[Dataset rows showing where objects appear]
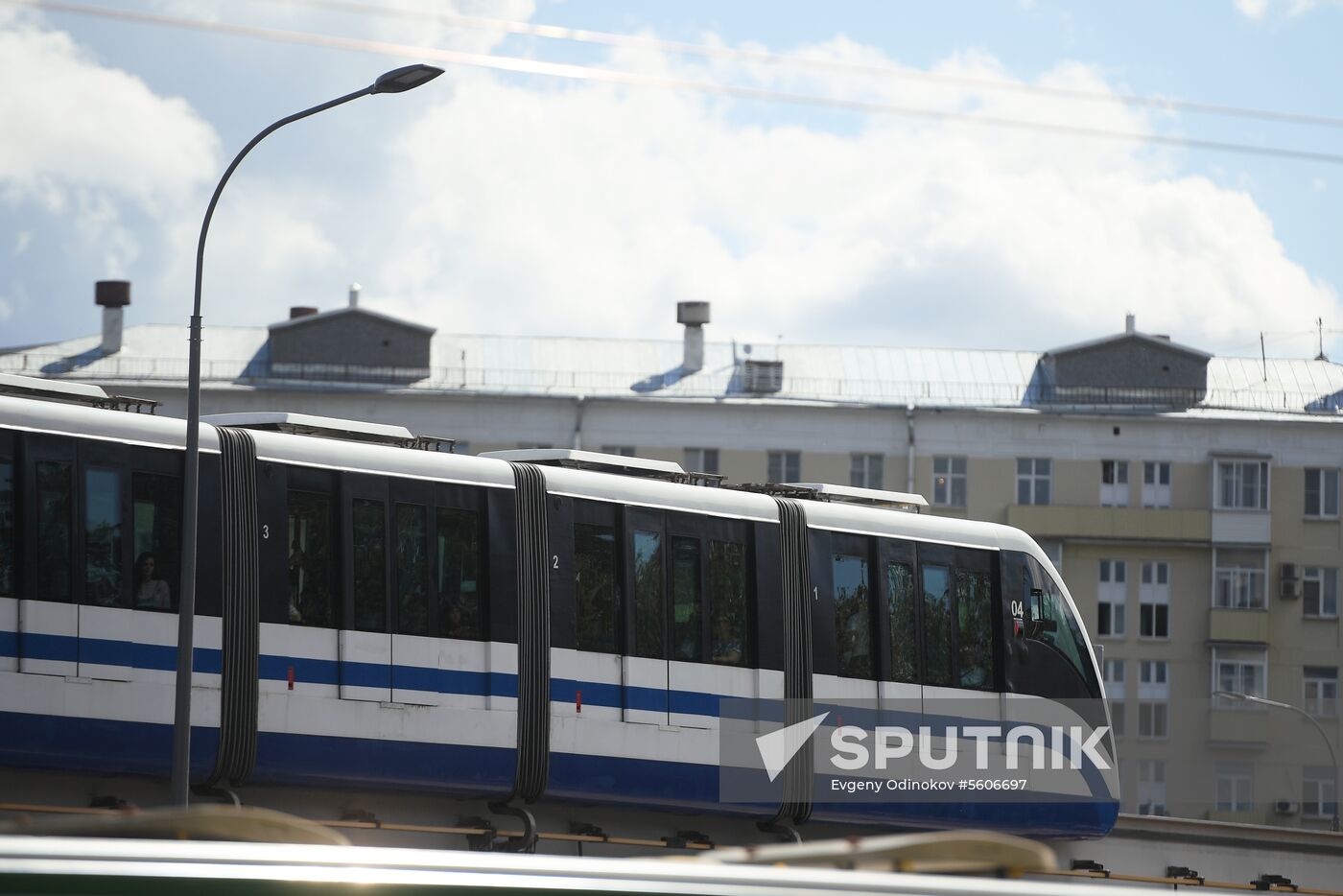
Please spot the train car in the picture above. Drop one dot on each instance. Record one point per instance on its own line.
(530, 626)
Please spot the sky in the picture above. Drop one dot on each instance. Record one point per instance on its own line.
(504, 201)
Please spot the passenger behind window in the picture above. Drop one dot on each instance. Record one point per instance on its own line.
(727, 645)
(151, 591)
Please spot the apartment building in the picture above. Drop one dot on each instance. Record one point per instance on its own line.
(1190, 502)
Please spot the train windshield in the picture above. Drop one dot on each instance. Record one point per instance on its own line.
(1048, 654)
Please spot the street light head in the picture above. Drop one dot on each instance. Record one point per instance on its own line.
(407, 78)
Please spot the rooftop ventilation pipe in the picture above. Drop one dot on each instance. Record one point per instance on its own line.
(113, 295)
(694, 316)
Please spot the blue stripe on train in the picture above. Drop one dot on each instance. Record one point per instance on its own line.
(120, 747)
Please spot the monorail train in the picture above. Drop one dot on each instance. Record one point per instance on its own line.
(551, 626)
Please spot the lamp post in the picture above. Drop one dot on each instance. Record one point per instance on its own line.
(1245, 697)
(395, 81)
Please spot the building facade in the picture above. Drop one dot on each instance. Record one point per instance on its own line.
(1191, 503)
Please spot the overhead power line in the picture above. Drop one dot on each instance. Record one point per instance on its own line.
(744, 54)
(517, 64)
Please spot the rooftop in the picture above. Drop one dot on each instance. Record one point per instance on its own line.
(154, 355)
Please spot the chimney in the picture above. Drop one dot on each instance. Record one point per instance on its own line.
(113, 295)
(694, 316)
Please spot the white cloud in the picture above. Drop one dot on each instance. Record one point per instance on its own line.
(90, 125)
(1259, 10)
(593, 210)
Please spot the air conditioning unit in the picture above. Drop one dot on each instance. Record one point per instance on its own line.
(762, 376)
(1288, 584)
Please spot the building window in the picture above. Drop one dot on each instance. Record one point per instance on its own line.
(1154, 601)
(1319, 792)
(1151, 788)
(1320, 691)
(1320, 591)
(1154, 692)
(1111, 597)
(1322, 493)
(1242, 485)
(1114, 677)
(1157, 483)
(1235, 788)
(865, 470)
(1114, 483)
(785, 466)
(1239, 580)
(1238, 671)
(1033, 480)
(949, 482)
(701, 460)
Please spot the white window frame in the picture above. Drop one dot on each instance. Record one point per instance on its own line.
(866, 470)
(1114, 483)
(783, 465)
(701, 461)
(1034, 482)
(1151, 786)
(1237, 586)
(1320, 691)
(1238, 779)
(1326, 586)
(1112, 591)
(1239, 671)
(1231, 482)
(1326, 493)
(1154, 694)
(1319, 791)
(947, 475)
(1154, 590)
(1157, 483)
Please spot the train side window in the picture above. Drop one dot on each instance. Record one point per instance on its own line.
(937, 625)
(7, 529)
(648, 602)
(974, 629)
(594, 587)
(312, 600)
(412, 569)
(369, 519)
(103, 537)
(459, 584)
(54, 533)
(687, 625)
(903, 617)
(853, 616)
(156, 540)
(728, 621)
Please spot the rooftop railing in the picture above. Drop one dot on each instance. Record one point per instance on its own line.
(708, 385)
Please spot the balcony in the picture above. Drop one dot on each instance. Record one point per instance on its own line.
(1118, 524)
(1245, 727)
(1237, 626)
(1242, 527)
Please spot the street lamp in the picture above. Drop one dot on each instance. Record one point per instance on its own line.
(395, 81)
(1245, 697)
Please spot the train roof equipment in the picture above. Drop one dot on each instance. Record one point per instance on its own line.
(51, 389)
(329, 427)
(839, 495)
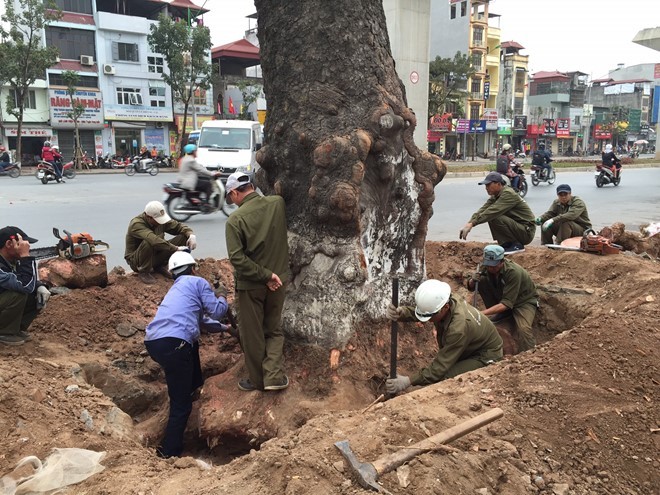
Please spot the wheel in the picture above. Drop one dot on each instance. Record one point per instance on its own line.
(535, 179)
(172, 205)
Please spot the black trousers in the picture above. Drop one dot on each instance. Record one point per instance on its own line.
(183, 375)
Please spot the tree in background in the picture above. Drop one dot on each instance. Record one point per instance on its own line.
(448, 79)
(25, 58)
(250, 93)
(71, 79)
(185, 49)
(339, 149)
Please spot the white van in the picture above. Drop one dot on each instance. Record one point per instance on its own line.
(229, 146)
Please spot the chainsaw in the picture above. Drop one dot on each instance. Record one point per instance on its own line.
(71, 246)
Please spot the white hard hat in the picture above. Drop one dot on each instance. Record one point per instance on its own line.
(430, 297)
(179, 261)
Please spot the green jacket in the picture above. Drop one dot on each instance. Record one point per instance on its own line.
(512, 286)
(139, 230)
(257, 243)
(574, 211)
(507, 203)
(464, 333)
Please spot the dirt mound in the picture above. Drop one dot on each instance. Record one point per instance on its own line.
(581, 413)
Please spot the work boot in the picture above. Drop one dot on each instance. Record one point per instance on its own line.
(147, 278)
(11, 340)
(281, 385)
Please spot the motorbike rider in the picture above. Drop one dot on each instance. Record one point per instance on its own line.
(541, 158)
(609, 158)
(52, 155)
(193, 176)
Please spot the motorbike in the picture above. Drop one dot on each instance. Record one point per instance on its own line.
(45, 171)
(181, 204)
(142, 166)
(540, 174)
(607, 175)
(12, 170)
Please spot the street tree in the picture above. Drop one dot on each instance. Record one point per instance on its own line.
(339, 149)
(185, 50)
(25, 56)
(71, 79)
(448, 79)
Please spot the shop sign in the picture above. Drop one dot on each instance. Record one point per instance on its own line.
(60, 108)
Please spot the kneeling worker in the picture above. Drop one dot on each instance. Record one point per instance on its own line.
(467, 340)
(507, 290)
(567, 217)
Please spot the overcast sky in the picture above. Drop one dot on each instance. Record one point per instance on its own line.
(592, 36)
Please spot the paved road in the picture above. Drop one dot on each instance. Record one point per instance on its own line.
(104, 204)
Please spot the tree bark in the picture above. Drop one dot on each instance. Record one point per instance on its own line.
(339, 148)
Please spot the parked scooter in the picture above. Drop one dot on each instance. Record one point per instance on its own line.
(45, 172)
(607, 174)
(12, 170)
(182, 204)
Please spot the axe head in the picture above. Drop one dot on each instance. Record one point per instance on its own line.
(364, 472)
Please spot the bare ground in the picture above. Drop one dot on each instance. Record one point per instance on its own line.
(580, 411)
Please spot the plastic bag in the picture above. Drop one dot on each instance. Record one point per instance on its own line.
(61, 468)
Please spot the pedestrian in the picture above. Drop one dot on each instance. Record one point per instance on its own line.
(147, 250)
(22, 295)
(258, 249)
(507, 290)
(567, 217)
(467, 340)
(509, 218)
(172, 340)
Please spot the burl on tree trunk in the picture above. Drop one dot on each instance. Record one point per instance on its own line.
(339, 148)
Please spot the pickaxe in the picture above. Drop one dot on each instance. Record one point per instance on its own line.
(367, 473)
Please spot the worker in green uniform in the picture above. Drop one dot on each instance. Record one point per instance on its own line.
(466, 338)
(507, 290)
(147, 250)
(510, 219)
(567, 217)
(258, 249)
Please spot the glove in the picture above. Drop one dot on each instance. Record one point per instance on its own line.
(393, 313)
(192, 241)
(465, 231)
(398, 384)
(43, 294)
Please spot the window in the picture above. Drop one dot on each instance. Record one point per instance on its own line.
(129, 96)
(156, 93)
(83, 82)
(156, 64)
(29, 102)
(71, 43)
(127, 52)
(81, 6)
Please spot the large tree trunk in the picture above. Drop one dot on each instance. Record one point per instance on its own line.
(339, 148)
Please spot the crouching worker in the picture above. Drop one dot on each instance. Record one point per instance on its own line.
(172, 340)
(466, 338)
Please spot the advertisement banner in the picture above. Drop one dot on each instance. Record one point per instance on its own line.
(520, 122)
(564, 128)
(550, 127)
(60, 107)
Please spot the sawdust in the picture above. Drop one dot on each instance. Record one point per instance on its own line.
(581, 413)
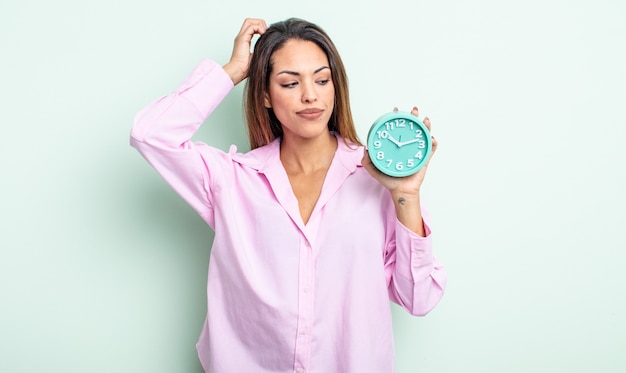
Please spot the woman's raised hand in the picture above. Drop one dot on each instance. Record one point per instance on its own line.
(237, 67)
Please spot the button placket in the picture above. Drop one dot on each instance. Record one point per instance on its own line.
(305, 307)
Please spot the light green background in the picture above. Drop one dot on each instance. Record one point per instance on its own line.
(103, 267)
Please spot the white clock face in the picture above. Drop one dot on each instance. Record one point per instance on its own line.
(399, 144)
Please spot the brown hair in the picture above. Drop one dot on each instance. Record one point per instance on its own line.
(263, 126)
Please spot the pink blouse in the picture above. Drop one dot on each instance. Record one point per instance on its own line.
(283, 296)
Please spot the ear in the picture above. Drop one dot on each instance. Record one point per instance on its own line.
(266, 101)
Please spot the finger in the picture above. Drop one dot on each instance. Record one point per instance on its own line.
(250, 28)
(426, 121)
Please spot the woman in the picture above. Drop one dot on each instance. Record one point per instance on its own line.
(311, 241)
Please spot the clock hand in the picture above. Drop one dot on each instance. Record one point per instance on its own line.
(393, 140)
(408, 142)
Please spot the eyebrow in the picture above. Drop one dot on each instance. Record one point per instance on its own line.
(297, 73)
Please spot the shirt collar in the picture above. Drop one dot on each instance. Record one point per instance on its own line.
(268, 156)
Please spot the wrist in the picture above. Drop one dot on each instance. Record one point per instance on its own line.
(236, 73)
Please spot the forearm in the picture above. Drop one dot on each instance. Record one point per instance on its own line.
(171, 120)
(409, 211)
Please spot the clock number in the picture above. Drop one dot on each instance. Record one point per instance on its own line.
(398, 123)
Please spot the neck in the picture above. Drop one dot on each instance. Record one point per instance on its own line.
(308, 155)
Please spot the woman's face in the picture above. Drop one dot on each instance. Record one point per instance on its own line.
(301, 90)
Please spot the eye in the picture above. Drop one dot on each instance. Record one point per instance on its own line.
(289, 85)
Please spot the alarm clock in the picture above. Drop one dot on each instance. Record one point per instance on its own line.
(399, 144)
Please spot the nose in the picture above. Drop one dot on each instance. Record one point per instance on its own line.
(308, 93)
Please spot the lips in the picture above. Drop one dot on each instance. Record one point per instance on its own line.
(312, 113)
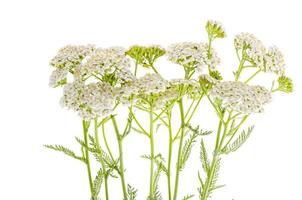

INSTRUCTIONS TO FOLLOW: Lay out the lines as a JSON list of strings, one string per line, starting with the line that contains "Please spot the nose" and continuing through the end of the records. Omit blank lines, and leave the pictures out of the answer.

OUTPUT OF THE TASK:
[
  "Please spot the nose in the picture above. Drop one dot on each instance. Record one point per instance on its own line.",
  "(308, 93)",
  "Please spot the lips in the picture above. Drop one dot on each instance. Record one point per instance on its own line.",
  "(312, 113)"
]